→ **What is being asked**: Please pick out every line in the listing below that contains the string "reflection" and copy each one in full. Case counts.

-=-=-=-=-

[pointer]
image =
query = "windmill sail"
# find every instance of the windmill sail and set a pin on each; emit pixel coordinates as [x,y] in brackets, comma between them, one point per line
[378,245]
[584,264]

-=-=-=-=-

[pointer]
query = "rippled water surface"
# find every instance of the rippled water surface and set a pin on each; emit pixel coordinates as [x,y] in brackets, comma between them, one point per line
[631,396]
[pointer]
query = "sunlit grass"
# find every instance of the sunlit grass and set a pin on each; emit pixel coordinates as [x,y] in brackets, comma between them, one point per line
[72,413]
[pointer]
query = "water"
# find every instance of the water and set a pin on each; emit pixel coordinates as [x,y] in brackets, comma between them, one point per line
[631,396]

-=-=-=-=-

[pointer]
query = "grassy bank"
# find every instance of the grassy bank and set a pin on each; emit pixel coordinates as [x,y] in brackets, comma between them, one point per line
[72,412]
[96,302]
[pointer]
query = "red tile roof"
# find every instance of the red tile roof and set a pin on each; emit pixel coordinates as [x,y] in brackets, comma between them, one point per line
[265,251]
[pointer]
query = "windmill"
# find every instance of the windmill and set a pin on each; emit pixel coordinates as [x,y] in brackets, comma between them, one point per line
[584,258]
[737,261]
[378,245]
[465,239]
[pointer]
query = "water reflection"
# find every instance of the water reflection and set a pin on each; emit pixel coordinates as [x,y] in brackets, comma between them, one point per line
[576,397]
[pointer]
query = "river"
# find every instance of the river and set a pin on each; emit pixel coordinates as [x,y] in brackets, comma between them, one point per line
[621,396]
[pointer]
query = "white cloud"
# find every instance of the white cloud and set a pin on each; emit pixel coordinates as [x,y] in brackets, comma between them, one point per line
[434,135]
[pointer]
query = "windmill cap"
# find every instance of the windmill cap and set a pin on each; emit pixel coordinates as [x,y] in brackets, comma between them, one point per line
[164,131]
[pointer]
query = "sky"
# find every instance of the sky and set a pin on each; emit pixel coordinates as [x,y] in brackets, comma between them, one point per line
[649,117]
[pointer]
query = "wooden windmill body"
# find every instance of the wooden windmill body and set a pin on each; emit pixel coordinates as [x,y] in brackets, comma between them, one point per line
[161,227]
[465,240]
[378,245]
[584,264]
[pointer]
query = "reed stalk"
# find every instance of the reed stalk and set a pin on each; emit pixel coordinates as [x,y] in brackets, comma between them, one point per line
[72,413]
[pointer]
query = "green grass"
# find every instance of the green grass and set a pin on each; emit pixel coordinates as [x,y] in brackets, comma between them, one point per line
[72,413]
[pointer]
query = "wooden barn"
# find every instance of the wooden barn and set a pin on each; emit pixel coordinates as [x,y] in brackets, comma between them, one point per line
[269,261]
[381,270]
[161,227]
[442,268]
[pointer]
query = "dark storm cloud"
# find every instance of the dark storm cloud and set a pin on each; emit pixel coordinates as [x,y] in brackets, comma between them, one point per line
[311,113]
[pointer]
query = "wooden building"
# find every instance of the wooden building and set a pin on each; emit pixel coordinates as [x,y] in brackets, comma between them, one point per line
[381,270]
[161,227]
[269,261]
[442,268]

-=-=-=-=-

→ **The solution**:
query = "water reflection"
# find every instance of the water reflection and set a pin on each; emit pixel coordinates as [x,y] in brackets, comma between them, one point per line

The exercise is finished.